*** TEXT ***

Image source: Getty Images.
The Securities and Exchange Commission (SEC) under former Chairman Gary Gensler was widely considered biased against the cryptocurrency industry. The agency leaned heavily on enforcement action but avoided rulemaking, a strategy that not only created uncertainty, but also stifled innovation, according to critics.
However, the SEC has flipped its position under President Trump, who promised to make the U.S. the "crypto capital of the world" during his campaign last year. Upon returning to the White House, he quickly signed an executive order aimed at strengthening American leadership in digital assets, and nominated crypto advocate Paul Atkins as SEC chair.
One particularly important change was the SEC's rescission of Staff Accounting Bulletin (SAB) 121, a rule that dissuaded financial institutions from offering crypto custody services to clients. SAB 121 probably hindered digital asset adoption among institutional investors, and many experts (including Kendrick) think the removal of that barrier will be a big catalyst for the cryptocurrency industry.
XRP has another important catalyst in Ripple, a fintech company that supports businesses and financial institutions with payment solutions. One product, called on-demand liquidity (previously xRapid), uses XRP as a bridge currency to move money internationally. Doing so is faster and cheaper than wire transfers powered by the SWIFT messaging system.
However, while Ripple has hundreds of customers, very few use XRP and I doubt that will change. It makes little sense to move money with a volatile cryptocurrency when you could use a stablecoin. Incidentally, Ripple addressed that issue by launching a stablecoin called Ripple USD (RLUSD) in December 2024.

*** SUPPLIED RECORDS ***

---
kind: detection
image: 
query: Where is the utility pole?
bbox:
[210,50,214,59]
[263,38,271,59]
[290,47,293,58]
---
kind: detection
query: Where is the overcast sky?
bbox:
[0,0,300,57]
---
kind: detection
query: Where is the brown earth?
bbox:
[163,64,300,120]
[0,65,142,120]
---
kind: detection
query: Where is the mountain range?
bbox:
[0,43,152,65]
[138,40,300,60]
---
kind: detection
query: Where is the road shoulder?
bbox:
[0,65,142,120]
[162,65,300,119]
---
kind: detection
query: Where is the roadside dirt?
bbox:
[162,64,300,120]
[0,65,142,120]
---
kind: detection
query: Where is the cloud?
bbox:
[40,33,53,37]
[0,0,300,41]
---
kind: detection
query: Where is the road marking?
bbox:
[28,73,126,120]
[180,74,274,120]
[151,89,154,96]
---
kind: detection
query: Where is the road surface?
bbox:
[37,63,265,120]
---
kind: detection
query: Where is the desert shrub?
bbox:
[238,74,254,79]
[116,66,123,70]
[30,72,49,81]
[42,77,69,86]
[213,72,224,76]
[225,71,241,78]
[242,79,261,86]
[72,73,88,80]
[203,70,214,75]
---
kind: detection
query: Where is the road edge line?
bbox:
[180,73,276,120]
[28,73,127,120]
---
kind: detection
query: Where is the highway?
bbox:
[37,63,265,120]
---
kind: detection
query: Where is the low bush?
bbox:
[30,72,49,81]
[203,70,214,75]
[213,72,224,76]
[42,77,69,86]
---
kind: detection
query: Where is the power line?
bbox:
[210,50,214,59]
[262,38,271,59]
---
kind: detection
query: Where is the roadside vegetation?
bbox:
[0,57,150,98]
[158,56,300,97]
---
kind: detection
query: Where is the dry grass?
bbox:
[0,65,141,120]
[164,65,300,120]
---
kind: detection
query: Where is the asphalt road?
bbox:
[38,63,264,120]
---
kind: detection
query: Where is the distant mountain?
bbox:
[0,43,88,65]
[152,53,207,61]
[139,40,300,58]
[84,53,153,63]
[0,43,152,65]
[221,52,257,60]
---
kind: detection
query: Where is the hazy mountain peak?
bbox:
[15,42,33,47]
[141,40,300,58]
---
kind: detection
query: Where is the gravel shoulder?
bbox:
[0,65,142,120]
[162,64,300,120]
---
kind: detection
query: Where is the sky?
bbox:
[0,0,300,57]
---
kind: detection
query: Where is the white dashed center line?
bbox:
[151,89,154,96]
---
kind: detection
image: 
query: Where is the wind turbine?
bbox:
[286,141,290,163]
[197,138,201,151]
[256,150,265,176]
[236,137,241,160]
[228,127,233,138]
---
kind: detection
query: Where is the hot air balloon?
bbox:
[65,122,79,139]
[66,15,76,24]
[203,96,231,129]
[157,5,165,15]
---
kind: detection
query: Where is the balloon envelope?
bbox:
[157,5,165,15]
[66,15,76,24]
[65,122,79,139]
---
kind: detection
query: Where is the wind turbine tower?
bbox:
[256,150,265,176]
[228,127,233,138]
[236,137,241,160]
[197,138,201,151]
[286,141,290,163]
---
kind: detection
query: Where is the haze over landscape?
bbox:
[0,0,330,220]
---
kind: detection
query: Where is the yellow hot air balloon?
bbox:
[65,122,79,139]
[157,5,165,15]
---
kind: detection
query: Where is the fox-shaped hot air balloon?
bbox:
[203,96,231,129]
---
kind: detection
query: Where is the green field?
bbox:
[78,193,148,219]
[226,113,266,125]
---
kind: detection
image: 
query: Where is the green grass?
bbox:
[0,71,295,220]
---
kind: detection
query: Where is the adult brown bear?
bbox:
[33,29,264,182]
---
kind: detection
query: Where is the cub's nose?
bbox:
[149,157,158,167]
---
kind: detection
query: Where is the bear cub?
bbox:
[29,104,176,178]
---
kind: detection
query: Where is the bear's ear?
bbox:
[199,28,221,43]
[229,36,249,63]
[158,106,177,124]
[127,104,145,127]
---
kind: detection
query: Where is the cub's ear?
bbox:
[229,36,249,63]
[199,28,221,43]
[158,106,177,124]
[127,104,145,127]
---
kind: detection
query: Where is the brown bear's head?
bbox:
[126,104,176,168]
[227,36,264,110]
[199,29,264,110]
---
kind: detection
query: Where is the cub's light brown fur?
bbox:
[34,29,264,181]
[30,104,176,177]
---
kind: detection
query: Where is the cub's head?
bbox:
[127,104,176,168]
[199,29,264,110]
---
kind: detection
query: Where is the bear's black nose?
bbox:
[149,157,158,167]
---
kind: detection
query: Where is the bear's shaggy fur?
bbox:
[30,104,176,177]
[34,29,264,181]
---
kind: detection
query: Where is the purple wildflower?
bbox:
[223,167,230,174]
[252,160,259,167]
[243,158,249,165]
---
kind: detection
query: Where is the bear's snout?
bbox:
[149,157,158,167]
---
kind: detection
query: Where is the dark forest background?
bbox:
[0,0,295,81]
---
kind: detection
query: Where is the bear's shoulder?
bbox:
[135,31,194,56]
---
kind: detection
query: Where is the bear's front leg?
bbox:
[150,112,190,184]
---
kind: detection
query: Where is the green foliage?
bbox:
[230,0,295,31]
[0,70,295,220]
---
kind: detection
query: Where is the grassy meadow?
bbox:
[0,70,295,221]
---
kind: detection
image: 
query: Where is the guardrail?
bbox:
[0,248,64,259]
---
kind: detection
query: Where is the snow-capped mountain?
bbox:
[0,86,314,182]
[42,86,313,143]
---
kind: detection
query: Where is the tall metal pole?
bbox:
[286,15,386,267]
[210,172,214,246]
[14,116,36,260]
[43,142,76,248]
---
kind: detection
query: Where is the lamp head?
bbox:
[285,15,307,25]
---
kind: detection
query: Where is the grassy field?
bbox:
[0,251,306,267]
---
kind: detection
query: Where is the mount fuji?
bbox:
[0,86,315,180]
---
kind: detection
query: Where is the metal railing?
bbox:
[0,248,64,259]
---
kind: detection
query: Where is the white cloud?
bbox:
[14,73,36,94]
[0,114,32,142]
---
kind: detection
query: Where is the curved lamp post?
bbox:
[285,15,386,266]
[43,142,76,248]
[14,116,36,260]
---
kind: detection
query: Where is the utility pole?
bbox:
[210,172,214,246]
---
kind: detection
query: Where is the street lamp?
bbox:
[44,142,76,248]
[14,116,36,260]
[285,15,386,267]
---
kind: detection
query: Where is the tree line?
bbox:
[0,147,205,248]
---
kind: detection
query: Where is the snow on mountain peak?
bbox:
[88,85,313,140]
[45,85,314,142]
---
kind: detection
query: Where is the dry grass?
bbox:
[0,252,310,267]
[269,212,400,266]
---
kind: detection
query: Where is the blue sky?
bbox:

***

__SHORT EXERCISE A__
Name every person mentioned in the article on the SEC and cryptocurrency, in the order they appear.
__SHORT EXERCISE B__
Reproduce the passage of the article on the SEC and cryptocurrency from "One particularly important" to "SWIFT messaging system.".

__EXPECTED ANSWER A__
Gary Gensler, President Trump, Paul Atkins, Kendrick

__EXPECTED ANSWER B__
One particularly important change was the SEC's rescission of Staff Accounting Bulletin (SAB) 121, a rule that dissuaded financial institutions from offering crypto custody services to clients. SAB 121 probably hindered digital asset adoption among institutional investors, and many experts (including Kendrick) think the removal of that barrier will be a big catalyst for the cryptocurrency industry.
XRP has another important catalyst in Ripple, a fintech company that supports businesses and financial institutions with payment solutions. One product, called on-demand liquidity (previously xRapid), uses XRP as a bridge currency to move money internationally. Doing so is faster and cheaper than wire transfers powered by the SWIFT messaging system.